━━━━━ Dataset excerpts

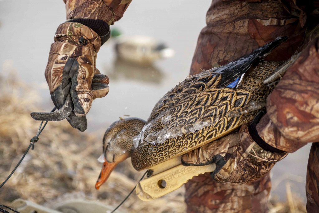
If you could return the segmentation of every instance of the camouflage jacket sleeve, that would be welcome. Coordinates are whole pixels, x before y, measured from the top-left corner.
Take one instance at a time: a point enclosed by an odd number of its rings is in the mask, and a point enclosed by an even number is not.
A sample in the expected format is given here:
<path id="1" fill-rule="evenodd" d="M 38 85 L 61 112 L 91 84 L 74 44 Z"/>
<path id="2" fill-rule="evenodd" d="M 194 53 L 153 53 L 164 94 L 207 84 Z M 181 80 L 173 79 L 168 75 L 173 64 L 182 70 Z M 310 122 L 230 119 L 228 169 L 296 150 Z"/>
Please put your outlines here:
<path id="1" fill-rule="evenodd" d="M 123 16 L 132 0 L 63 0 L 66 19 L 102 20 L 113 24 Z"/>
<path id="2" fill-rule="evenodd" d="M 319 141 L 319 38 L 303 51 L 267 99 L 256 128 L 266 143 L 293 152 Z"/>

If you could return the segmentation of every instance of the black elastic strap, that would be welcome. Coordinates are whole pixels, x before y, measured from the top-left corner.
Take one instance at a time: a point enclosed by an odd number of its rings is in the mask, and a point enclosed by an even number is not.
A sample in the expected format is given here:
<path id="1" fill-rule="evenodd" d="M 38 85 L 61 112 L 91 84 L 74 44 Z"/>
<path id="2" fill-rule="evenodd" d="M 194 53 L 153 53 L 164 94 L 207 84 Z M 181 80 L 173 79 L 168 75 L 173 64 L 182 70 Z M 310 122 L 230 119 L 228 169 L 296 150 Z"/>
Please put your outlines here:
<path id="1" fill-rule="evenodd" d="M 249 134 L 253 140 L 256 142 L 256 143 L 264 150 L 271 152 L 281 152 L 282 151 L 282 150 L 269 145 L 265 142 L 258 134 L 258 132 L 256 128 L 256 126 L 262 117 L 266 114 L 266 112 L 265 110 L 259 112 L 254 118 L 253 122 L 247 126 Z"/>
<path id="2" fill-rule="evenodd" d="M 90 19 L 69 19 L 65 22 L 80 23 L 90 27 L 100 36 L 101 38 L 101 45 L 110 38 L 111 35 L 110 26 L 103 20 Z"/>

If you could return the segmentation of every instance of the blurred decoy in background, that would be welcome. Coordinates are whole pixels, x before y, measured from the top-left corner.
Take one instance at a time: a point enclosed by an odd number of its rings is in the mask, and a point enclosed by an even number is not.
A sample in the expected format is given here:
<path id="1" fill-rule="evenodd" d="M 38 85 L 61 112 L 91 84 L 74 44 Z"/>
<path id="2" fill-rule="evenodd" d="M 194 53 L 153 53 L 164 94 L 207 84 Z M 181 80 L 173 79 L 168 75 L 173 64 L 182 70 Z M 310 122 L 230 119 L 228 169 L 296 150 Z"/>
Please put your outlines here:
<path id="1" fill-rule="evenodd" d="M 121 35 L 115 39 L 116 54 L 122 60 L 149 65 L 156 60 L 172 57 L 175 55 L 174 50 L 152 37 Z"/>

━━━━━━━━━━
━━━━━ Dataset excerpts

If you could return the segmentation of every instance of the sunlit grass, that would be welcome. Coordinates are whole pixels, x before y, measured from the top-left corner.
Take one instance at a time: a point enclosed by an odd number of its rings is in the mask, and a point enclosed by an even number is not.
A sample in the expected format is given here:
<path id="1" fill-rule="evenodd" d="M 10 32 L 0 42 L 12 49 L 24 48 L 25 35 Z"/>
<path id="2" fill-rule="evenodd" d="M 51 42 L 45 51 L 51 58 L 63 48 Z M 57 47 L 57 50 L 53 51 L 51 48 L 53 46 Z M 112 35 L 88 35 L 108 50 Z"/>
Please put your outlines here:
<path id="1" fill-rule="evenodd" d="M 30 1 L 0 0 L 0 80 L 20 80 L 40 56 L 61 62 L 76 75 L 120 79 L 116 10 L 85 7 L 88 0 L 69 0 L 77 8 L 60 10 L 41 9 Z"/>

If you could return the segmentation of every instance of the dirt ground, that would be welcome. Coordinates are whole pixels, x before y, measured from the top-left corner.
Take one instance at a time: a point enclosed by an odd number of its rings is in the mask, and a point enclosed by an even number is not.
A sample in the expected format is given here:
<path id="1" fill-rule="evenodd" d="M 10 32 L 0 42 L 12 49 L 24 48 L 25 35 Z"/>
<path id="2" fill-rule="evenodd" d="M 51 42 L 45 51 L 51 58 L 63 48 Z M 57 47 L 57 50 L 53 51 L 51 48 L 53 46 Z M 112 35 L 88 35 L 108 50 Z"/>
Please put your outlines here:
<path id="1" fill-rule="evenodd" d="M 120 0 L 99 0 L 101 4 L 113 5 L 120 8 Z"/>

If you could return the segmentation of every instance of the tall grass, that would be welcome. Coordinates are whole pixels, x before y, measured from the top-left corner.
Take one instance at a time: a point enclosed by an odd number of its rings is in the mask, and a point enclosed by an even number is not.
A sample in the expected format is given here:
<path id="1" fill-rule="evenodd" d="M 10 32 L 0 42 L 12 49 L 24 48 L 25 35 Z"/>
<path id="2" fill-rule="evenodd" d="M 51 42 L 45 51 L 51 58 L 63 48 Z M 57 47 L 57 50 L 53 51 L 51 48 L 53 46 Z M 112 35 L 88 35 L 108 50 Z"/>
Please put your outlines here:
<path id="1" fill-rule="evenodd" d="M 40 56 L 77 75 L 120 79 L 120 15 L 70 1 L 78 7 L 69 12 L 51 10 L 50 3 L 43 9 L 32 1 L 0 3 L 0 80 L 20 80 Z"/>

━━━━━━━━━━
━━━━━ Dataset excerpts

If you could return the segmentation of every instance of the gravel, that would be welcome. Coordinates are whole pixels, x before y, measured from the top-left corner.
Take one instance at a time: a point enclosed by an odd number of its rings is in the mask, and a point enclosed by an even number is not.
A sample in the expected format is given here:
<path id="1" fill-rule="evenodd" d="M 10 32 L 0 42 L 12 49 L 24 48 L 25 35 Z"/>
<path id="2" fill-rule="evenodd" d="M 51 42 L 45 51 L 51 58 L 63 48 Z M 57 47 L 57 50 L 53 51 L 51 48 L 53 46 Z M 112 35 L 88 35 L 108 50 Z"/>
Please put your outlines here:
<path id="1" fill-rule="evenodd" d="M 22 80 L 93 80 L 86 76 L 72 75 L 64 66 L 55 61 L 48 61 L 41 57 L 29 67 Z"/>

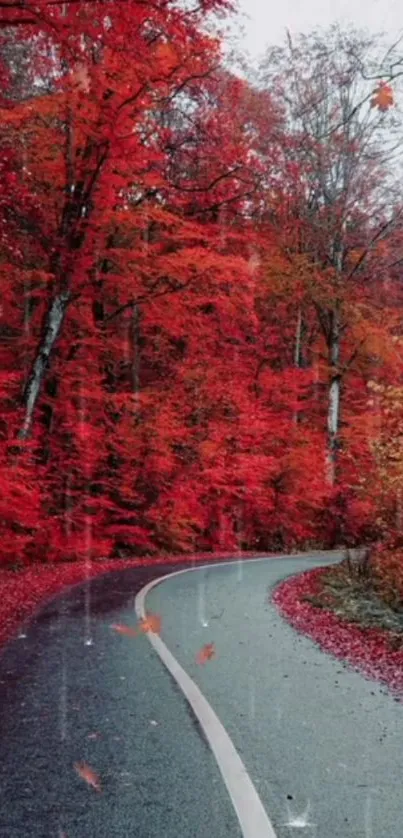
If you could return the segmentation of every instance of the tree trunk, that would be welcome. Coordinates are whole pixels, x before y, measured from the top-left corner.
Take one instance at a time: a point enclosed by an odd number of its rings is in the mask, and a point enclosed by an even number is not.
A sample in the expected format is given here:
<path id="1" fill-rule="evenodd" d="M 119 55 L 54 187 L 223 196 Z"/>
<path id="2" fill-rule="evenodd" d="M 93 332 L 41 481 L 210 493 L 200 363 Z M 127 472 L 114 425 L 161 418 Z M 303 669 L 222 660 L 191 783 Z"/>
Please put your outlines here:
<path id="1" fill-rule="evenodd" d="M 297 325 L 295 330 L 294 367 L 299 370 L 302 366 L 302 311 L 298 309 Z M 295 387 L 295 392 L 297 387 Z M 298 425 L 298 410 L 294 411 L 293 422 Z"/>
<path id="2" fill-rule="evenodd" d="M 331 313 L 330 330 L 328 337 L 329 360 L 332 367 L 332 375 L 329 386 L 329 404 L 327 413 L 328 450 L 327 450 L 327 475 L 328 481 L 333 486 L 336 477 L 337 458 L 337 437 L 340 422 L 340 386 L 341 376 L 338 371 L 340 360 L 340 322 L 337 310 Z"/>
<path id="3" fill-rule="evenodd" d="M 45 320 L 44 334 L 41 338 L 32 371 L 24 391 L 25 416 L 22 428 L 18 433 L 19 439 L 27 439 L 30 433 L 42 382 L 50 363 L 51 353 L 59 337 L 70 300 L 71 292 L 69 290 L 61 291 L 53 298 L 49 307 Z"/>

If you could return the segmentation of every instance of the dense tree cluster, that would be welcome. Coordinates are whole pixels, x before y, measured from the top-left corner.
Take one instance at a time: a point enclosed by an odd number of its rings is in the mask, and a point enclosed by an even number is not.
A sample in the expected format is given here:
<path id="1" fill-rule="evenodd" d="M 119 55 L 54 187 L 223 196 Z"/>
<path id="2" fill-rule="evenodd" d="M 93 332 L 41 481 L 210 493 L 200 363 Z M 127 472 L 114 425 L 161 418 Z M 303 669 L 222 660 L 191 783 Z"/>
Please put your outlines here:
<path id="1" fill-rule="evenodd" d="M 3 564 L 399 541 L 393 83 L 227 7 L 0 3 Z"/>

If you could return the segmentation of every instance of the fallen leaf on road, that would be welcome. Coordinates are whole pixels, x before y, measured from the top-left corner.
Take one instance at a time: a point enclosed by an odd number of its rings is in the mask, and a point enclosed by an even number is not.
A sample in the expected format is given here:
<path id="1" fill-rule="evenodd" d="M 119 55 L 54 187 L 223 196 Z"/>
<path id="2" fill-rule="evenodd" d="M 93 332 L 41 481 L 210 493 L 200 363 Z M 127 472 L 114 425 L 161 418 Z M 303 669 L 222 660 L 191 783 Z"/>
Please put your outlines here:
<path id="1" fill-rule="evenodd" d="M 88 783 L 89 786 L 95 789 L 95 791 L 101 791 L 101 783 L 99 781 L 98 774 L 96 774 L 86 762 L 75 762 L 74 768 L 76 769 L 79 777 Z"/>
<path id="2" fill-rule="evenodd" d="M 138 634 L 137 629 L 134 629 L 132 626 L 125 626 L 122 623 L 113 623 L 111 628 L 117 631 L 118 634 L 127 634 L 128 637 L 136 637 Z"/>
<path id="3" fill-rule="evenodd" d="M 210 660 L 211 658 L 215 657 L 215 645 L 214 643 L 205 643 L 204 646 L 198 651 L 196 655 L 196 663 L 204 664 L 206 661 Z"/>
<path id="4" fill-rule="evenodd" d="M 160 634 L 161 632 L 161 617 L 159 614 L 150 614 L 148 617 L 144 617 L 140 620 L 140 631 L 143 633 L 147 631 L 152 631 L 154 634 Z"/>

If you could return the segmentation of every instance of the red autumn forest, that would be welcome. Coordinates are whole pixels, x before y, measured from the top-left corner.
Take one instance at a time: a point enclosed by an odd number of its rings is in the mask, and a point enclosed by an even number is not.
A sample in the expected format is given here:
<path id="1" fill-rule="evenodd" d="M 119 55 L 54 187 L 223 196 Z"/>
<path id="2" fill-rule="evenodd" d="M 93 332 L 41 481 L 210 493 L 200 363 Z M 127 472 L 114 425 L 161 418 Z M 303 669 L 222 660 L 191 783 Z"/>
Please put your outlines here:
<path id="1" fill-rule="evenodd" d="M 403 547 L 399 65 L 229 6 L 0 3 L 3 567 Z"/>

━━━━━━━━━━

What this task involves - Return the lines of the records verbatim, starting with the line containing "of the dirt" and going on through the line containing "101 4 L 113", with both of those lines included.

Response to this task -
If you could return the segmentation of every instance of the dirt ground, that would be welcome. Coordinates are whole pixels, x before y, measured from the top-left corner.
Take one instance at a time: a point enclosed by an odd number of its rings is in the mask, and a point enclosed by an even number is not.
A sample in the expected format is given here:
<path id="1" fill-rule="evenodd" d="M 10 32 L 0 42 L 12 49 L 24 48 L 25 35 Z"/>
<path id="2" fill-rule="evenodd" d="M 51 42 L 45 51 L 51 58 L 63 48 Z M 57 47 L 57 50 L 53 51 L 51 48 L 53 46 Z M 112 35 L 88 35 L 108 50 Z"/>
Please put your outlines here:
<path id="1" fill-rule="evenodd" d="M 120 0 L 99 0 L 101 4 L 113 5 L 120 8 Z"/>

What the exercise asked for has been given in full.